**STORED DATA:**

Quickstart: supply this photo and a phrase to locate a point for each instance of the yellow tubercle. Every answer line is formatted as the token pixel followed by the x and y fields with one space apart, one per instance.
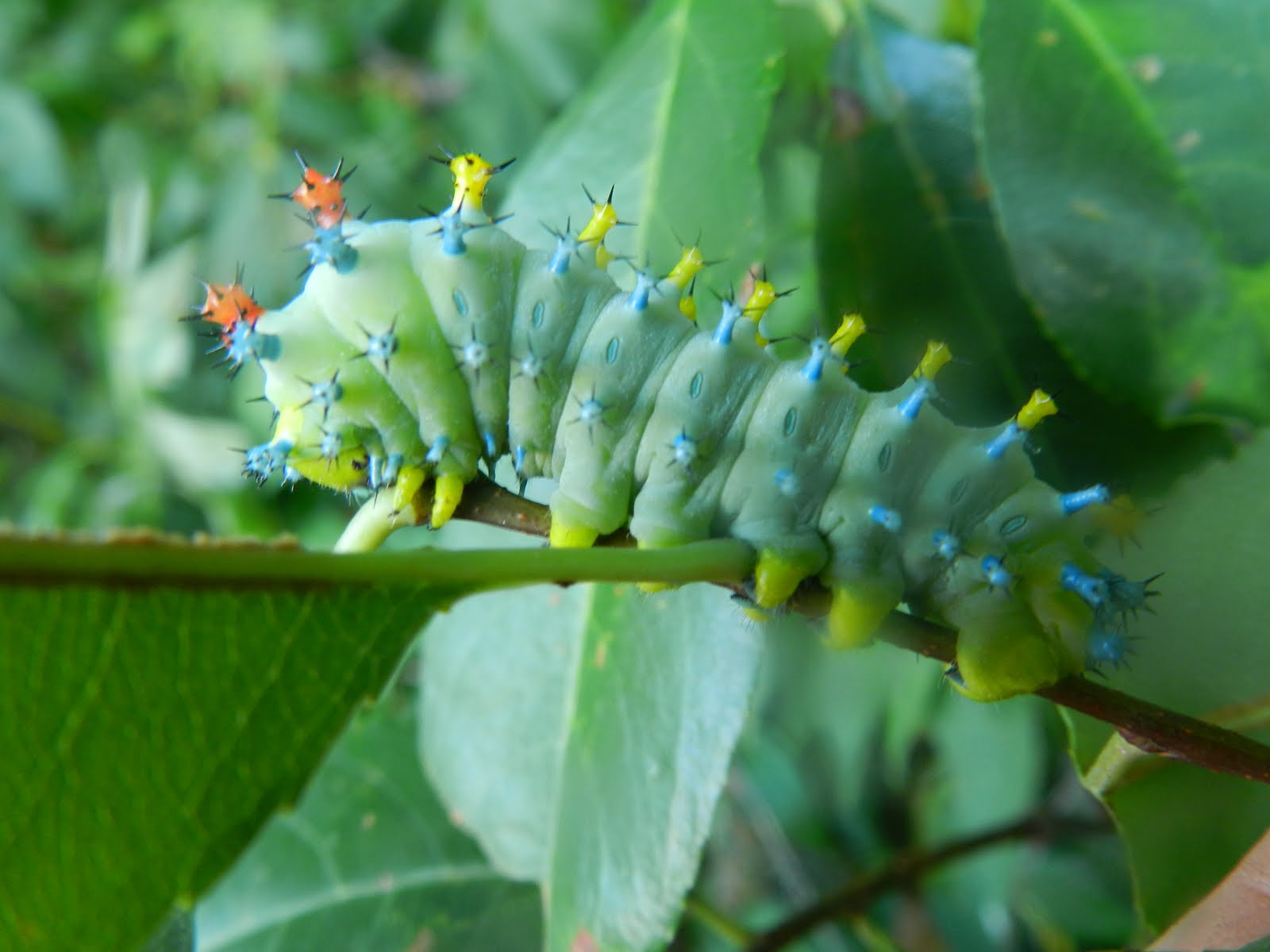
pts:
pixel 471 177
pixel 565 535
pixel 408 486
pixel 602 221
pixel 344 473
pixel 689 266
pixel 760 300
pixel 1039 406
pixel 851 329
pixel 856 613
pixel 937 355
pixel 446 497
pixel 756 306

**YOUR ASSIGNMENT:** Word for word, return the material above, but drop the pictures.

**REPLY:**
Quickstart: supply this photo and a phrase to locate a point for each instance of the yellow tubercle. Every answer line is formatted as the token pixel followed by the x and y fields with one space apart, one per instance.
pts:
pixel 471 177
pixel 565 535
pixel 408 486
pixel 602 221
pixel 344 473
pixel 689 266
pixel 760 300
pixel 1039 406
pixel 851 329
pixel 856 613
pixel 937 355
pixel 446 497
pixel 756 306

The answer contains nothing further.